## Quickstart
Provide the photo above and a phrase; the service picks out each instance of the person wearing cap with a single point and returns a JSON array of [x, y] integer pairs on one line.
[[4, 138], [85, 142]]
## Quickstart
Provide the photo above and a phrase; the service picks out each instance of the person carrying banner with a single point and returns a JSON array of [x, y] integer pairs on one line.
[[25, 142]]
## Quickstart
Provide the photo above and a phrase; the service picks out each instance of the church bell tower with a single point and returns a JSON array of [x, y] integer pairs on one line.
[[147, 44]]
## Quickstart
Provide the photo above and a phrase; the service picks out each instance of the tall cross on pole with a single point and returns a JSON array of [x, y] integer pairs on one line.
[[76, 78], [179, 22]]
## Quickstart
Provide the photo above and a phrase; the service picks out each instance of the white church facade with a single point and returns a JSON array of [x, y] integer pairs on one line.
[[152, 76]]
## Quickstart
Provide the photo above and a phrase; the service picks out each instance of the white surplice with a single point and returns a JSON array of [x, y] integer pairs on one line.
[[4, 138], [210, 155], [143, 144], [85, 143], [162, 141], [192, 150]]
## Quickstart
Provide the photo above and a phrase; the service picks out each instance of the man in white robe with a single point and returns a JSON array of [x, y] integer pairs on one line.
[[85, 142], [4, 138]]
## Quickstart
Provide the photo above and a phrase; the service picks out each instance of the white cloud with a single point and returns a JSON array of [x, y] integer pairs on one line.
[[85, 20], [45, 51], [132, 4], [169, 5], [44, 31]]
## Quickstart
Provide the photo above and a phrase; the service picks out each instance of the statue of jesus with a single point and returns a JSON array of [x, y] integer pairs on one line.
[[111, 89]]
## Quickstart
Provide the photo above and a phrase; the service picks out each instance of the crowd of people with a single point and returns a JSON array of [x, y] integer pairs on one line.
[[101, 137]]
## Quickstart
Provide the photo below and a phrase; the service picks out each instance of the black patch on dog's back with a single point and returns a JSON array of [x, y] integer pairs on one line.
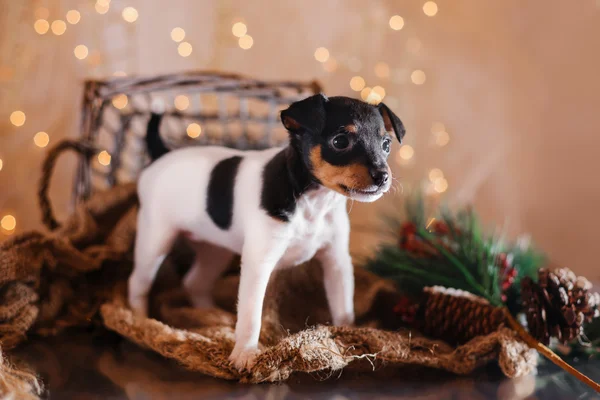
[[219, 201], [284, 179]]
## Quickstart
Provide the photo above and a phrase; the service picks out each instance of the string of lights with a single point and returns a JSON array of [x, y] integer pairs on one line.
[[331, 62]]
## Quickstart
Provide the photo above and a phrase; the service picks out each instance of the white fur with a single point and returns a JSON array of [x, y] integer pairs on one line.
[[172, 193]]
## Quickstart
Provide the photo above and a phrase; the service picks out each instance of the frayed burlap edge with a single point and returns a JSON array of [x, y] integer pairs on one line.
[[321, 348]]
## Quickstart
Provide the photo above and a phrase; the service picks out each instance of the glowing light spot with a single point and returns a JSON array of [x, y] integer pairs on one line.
[[130, 14], [41, 26], [382, 70], [194, 130], [104, 158], [440, 185], [120, 101], [418, 77], [357, 83], [182, 102], [8, 223], [102, 6], [17, 118], [430, 8], [442, 138], [58, 27], [373, 98], [365, 93], [246, 42], [406, 152], [177, 34], [321, 54], [396, 22], [330, 65], [73, 17], [41, 139], [435, 174], [184, 49], [239, 29], [81, 51]]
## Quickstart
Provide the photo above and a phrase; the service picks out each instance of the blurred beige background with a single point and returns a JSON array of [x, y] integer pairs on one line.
[[515, 84]]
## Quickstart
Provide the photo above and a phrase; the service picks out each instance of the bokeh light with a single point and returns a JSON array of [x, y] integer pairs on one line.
[[41, 139], [440, 185], [8, 223], [58, 27], [194, 130], [104, 158]]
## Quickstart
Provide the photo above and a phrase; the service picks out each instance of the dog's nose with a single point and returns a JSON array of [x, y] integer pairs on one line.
[[380, 176]]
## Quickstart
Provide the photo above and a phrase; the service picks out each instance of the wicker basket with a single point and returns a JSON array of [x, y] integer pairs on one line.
[[231, 110]]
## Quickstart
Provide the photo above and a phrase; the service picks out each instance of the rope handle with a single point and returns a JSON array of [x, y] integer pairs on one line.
[[80, 147]]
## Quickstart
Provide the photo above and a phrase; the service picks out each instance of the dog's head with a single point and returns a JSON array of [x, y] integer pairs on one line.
[[345, 143]]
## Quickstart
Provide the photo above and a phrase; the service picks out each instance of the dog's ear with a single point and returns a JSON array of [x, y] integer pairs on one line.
[[391, 121], [305, 115]]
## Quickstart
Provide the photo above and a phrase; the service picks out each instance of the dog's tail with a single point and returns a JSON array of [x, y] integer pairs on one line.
[[154, 143]]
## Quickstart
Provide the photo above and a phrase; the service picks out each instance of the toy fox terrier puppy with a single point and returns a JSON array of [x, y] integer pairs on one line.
[[277, 208]]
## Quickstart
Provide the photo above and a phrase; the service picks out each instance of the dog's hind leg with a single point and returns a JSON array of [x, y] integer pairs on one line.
[[152, 244], [209, 264]]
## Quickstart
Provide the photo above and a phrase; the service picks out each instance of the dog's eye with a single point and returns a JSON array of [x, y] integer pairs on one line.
[[386, 145], [340, 142]]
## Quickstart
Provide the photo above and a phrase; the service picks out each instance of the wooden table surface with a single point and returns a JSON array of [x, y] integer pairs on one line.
[[82, 366]]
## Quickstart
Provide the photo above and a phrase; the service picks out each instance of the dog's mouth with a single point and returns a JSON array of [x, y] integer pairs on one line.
[[370, 191]]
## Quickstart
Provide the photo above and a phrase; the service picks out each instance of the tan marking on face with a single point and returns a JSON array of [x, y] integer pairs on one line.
[[351, 128], [353, 176]]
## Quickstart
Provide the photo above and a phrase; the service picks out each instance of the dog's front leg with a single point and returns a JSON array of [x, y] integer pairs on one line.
[[338, 275], [258, 262]]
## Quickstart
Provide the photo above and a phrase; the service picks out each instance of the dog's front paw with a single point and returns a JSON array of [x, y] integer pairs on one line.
[[243, 358], [344, 320]]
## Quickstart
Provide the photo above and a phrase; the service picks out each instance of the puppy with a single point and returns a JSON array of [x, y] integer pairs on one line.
[[277, 208]]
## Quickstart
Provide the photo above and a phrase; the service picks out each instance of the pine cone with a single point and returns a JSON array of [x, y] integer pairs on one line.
[[558, 304], [456, 316]]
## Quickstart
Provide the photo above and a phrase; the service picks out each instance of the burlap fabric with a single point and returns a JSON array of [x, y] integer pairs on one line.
[[76, 276]]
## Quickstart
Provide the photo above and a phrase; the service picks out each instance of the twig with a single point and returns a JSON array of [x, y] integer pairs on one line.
[[546, 352]]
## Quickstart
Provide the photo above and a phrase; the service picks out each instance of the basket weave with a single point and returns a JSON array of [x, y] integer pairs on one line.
[[76, 276]]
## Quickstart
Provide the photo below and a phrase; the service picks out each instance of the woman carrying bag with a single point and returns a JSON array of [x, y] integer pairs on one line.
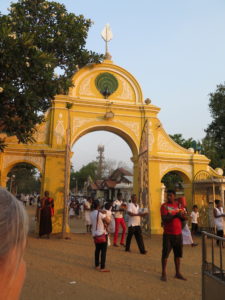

◇ ◇ ◇ ◇

*Stated exercise*. Extract all lines of the records above verbatim, leaving out the pictures.

*Exercise output*.
## Quickstart
Provide the photo above and a phrase; the service picks out each instance of the person wearing cap with a single point and returns a JSON array of [x, y] integer pairs on one line.
[[4, 138], [85, 142]]
## Quickstart
Provide the photo above and a phrase; the service picks out each instance of the person carrying banner with a single point and returns a JSON array of [x, y] integer pairs on one line.
[[25, 142]]
## Quickstart
Provide the photo above and a phrase; the service picks out each instance of the church bell tower with a single point and returns a JSON array of [x, y] integer pairs on one line.
[[147, 44]]
## Quickstart
Provide the photo above and a phrase; the service picks out each instance of the tall cross on pole with a single point and returns a JSON array of [x, y] integer pairs on one line.
[[76, 78], [179, 22]]
## Quickstart
Provide the photo above and a phrase; the service picks out each instance of the white church facade with a single point and returns a JSON array of [x, y] integer pairs on one line.
[[152, 76]]
## Quickstart
Provide the photo above and a phrase; the service picks out each instance of the white surplice with a single point and returns a JSON array of [x, y] integer pairs on one line.
[[4, 138], [210, 155], [143, 144], [85, 143], [162, 141], [192, 150]]
## Quickstart
Provide the photo above and a phrase; the service picks out each instance of the man in white robe with a single point and returns a JSON array of [x, y] integer pairs on one line.
[[85, 142], [4, 138]]
## Quickstart
Provide the photo above and a phrase; the service picks out each instance of the white cloud with a single point and returns a JSON array of [x, y] integer pairs on one line.
[[85, 20], [45, 51], [132, 4], [169, 5], [44, 31]]
## Quickstart
Provide the photo above and a phrase; the service picks out each instance of the statue of jesus with a single point and returns a JSON array of [x, y] integer pairs on one line.
[[111, 89]]
## Quickstart
Provide the photo above and a phrase; the service picks out each instance of the crowd of people with a single point and returns a JSON array of [x, y] integer pairs on one line.
[[101, 137]]
## Quickstart
Provide the photo below and a phrase; the service picks out each instance of the black patch on dog's back with a single point and returns a JSON array of [x, y] integer pairs on one line.
[[219, 201], [284, 179]]
## Quickstart
Provide the photo above and a phrase; the service picks out each instance of the string of lights with a single point and returns a JSON array of [x, y] integer pairs on one line.
[[331, 62]]
## Quickstart
Provide the photo above and a phrase; the service picks out each instance of the white fur with a single point and returns a JSON array of [x, y] integer pairs on one line.
[[172, 193]]
## Quickstart
Provide the photo above and a phrase; the service picks out each instance of the frayed burlap edge with a single point and returns a JSON array of [x, y] integer pairs on one line.
[[321, 348]]
## Quickstart
Provide the photo above and a phrase; the service picks out each instance of the glowing light spot with a single point and returns a JSON array of [x, y] integer pairs on one line.
[[130, 14], [41, 26], [382, 70], [194, 130], [104, 158], [440, 185], [120, 101], [418, 77], [357, 83], [182, 102], [8, 223], [102, 6], [17, 118], [430, 8], [442, 138], [58, 27], [373, 98], [365, 93], [246, 42], [406, 152], [177, 34], [321, 54], [396, 22], [330, 65], [73, 17], [41, 139], [435, 174], [184, 49], [239, 29], [81, 51]]
## Quickstart
Provide the photo above and a phrase; the service picks out each instance of the blurred beige background with a single point and returns a JSON array of [x, y] integer pairs on one line.
[[515, 84]]
## Quickstart
Provide the photo above and a phrase; the service picks out each instance of the bokeh light with a single point and returns a JSON array of [x, y] integer pairs on one line.
[[41, 139], [440, 185], [8, 223], [58, 27], [194, 130], [104, 158]]
## Quickstart
Provide the photo above and a phrase; the service picks out each instance of the dog's nose with a single point and returns a JSON array of [x, y] integer pairs on one line.
[[380, 176]]
## Quickstart
Provide the photo above and a phrase; the service picks out each instance of the wicker basket with a single point and returns a JSON array of [x, y] integer pairs on one line.
[[231, 110]]
## Quickstart
Provide the photo above and a phrase; the service picks out each instance of the rope handle with a single point and returns a JSON array of [x, y] integer pairs on one line.
[[80, 147]]
## Quickstart
Provide the photo above and a phrase; the service picks out each instance of the dog's head with a single point and returns a JSON array of [x, y] integer pairs on one line.
[[345, 143]]
## Quickstart
Provide the photo above and a phrase; the service picks out each instance of the dog's ear with a single point and returns a JSON array of [x, y] integer pairs on one line.
[[391, 121], [305, 115]]
## Quickstart
Provide the photo above and a phrase; the service picks out each instance of the dog's tail with a single point and returns a JSON array of [x, y] integer pairs on one line.
[[154, 143]]
## Quickstart
Provide the photo above and a phrase; the service picks out each instance of the toy fox terrier puppy with a single point and returns a JSON array of [x, y] integer pairs on one line.
[[277, 208]]
## Quickstart
Provide the photo above and a phrase; the service picks out each instance of the dog's hind leg with a single point and returns a JSON array of [x, y] integer pairs on one line.
[[152, 244], [209, 264]]
## Quickstart
Provide the photo above and a phrase; the service picks out each instance of the dog's eye with a single point and returns a JSON array of [x, y] integer pairs on one line.
[[386, 145], [340, 142]]
## Quickstart
Provide the photo above and a phrase; the service picks out each instance of the wooden table surface with a single point and returns a JSON array of [x, y] integer pairs on one line.
[[82, 366]]
## Quickstart
Provide the photo above and a phrase; the service picks out each instance of the dog's mouth with a single point and returns a JSON array of [x, y] integer pairs on one line.
[[370, 191]]
## Quickstart
Provide the photo above and a phrase; the service picks out each instance of the tan marking on face with a single point and returns a JSON array of [x, y] integer pairs on one line.
[[351, 128], [353, 176]]
## Quickstart
Provide the photo above and a phrase; the service picks out each instance of the dog's front leg with a single point and returns a JSON array of [x, y] integer pairs on one line.
[[338, 275], [258, 262]]
## Quickstart
Provide the photo above and a phrase; the service picks out each instance of the dog's front paw with a single point and returns a JSON array of [x, y] integer pairs on one line.
[[243, 358], [344, 320]]
## Quickstart
Provide the photo above and a phrase; the service picks out each instance of the puppy with a single point and returns a JSON array of [x, y] integer pairs on one line.
[[277, 208]]
## Quickstart
Provide the photo above and a phrase; the service picks out each instance of the pine cone with a single point and returns a JSON array of [x, y] integer pairs on one line.
[[558, 304], [456, 316]]
## Quickstart
Provide the photo above and a phrase; the service picks out each instance of the burlap fabric with a single point and returns a JSON array of [x, y] integer pairs on one line.
[[76, 276]]
## Quickstart
Provide the photo above and a phrase; the service picks out each instance of the twig with a single point and returns a JSON array of [x, y] integer pairs on one line.
[[546, 352]]
## Quickstart
Provide the photo above and a phrase; the service picks out each instance of the basket weave with a single point and returns a JSON array of [x, y] integer pairs on one line.
[[76, 276]]
## Quickstart
Provide the photo below and a phrase; the service picks out each instance of the woman carrying bag with a single point and returns a JSON array of [x, y] integer pairs on one line.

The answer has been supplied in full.